WORK REQUEST
Nothing but the lines from the one containing "Target: small round green leaf" through the last line of the records below should be written out, each exactly as it stands.

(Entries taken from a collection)
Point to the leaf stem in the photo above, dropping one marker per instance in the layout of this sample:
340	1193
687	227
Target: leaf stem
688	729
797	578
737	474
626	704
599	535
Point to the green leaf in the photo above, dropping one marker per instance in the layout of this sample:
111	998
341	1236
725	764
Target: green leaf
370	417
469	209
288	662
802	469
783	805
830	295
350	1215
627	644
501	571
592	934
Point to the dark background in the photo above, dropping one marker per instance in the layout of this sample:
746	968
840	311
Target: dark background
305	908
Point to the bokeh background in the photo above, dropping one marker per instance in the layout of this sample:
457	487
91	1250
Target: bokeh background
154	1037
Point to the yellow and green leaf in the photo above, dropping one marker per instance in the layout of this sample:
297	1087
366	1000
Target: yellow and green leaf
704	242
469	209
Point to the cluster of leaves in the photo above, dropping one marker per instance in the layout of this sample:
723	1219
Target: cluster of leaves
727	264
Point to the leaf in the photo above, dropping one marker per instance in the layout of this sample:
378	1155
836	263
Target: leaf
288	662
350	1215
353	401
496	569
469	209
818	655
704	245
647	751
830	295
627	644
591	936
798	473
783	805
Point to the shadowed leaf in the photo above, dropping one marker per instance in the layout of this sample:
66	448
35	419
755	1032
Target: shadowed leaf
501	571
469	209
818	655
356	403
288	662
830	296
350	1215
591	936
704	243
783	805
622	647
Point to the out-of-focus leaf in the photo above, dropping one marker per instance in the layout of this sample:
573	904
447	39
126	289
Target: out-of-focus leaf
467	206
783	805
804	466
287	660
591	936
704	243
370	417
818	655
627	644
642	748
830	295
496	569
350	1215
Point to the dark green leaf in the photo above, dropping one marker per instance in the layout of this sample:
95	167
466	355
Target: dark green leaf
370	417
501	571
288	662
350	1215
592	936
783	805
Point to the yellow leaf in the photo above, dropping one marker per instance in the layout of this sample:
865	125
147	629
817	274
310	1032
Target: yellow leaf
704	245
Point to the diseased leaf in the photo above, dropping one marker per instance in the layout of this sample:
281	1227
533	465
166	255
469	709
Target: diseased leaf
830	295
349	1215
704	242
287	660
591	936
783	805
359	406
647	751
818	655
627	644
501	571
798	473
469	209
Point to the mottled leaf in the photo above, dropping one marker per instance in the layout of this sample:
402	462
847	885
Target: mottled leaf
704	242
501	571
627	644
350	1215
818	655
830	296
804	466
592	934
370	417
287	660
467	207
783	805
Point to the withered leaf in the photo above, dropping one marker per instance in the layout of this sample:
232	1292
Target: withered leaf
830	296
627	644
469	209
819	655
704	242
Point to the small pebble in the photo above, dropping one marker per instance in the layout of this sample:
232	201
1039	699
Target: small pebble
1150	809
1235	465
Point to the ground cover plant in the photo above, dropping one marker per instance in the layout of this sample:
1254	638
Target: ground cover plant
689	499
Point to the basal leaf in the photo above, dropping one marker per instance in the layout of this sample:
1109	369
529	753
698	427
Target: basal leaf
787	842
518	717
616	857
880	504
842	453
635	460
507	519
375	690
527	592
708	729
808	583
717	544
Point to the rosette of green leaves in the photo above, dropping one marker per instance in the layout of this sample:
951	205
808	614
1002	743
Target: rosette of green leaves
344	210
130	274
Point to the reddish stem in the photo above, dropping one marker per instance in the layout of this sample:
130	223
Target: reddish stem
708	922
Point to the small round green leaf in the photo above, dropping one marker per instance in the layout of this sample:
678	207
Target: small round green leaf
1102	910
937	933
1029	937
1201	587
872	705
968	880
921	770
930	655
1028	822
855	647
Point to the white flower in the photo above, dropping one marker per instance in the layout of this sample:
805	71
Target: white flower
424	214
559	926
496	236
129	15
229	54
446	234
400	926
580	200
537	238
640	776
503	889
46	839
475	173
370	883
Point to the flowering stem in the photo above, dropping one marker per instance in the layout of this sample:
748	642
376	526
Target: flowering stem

RESPONSE TO THE TASK
Target: small round green leaf
1102	910
937	933
1029	937
1201	587
872	705
968	880
921	770
930	655
1028	822
855	647
Point to the white flower in the photo above, dropping one marker per instance in the layout of this sample:
805	71
Target: white flower
424	214
559	926
496	236
129	15
229	54
446	234
400	926
580	200
537	238
640	776
503	889
46	839
475	173
370	883
Point to the flowering stem in the photo above, dropping one marker per instance in the layout of this sample:
748	642
376	526
Target: flowering stem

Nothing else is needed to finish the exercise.